### À faire:
Convertissez en liste numérotée le passage du listing qui s'ouvre sur la ligne contenant « [locate] the clock tower » et se ferme sur celle contenant « x=773, y=347 », ces deux lignes comprises. Omettez les lignes vides.

### Jeu de données:
**********

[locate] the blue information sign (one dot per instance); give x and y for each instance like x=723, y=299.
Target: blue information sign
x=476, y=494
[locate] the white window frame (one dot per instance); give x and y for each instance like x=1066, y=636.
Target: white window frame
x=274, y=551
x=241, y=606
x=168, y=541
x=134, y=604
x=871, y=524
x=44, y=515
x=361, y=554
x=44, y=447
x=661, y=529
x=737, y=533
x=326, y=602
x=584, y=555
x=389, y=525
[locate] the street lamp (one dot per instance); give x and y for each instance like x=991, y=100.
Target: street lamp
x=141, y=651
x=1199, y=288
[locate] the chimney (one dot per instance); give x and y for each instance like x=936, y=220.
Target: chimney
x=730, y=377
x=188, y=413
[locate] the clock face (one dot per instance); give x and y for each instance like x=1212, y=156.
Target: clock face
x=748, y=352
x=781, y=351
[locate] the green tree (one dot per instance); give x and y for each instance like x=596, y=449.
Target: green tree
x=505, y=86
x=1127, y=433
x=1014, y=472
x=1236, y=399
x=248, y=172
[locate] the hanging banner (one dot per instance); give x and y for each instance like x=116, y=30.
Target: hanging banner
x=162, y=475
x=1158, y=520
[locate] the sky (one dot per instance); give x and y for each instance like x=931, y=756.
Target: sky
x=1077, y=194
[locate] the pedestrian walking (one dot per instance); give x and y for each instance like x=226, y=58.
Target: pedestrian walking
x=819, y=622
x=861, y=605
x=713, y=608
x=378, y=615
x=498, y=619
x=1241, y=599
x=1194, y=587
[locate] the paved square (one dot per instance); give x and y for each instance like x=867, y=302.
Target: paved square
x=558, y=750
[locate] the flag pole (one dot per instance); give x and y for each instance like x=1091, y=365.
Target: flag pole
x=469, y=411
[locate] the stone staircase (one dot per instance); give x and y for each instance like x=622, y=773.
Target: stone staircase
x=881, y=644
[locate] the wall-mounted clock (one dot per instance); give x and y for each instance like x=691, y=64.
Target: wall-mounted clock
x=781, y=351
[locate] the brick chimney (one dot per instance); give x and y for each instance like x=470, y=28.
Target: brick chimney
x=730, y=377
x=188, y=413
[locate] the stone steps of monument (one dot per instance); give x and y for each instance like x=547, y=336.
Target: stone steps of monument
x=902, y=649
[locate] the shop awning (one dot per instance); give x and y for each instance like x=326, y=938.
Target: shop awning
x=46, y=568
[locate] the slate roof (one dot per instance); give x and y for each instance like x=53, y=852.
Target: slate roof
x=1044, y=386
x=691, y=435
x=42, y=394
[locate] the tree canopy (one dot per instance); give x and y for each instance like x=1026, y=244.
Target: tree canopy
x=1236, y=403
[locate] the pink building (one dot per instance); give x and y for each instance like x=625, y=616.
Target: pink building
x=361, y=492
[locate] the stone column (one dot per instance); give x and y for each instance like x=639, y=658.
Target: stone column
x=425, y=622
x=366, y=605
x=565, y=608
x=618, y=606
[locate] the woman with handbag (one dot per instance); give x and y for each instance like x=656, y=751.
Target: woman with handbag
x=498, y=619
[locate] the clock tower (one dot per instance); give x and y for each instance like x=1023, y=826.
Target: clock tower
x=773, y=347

**********

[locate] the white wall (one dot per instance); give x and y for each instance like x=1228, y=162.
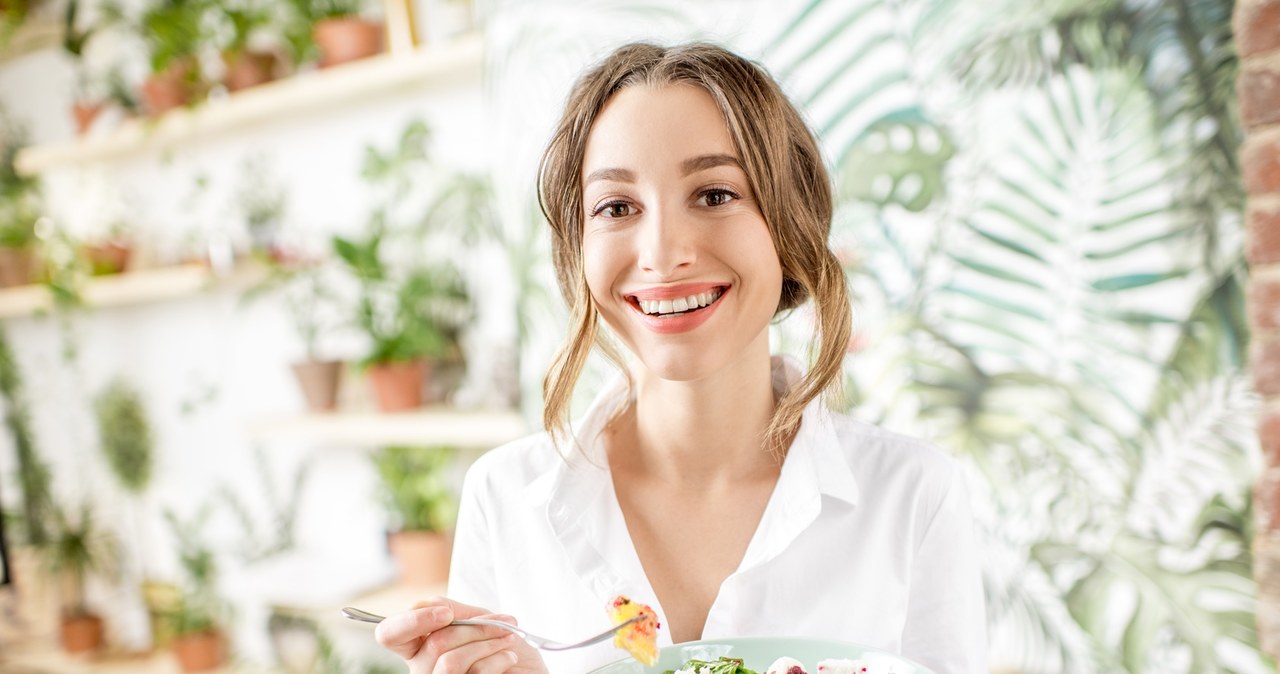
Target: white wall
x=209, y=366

**********

### Corrigé:
1. [locate] the clock tower (one dot per instance); give x and y for each instance like x=1023, y=826.
2. Target: clock tower
3. x=773, y=347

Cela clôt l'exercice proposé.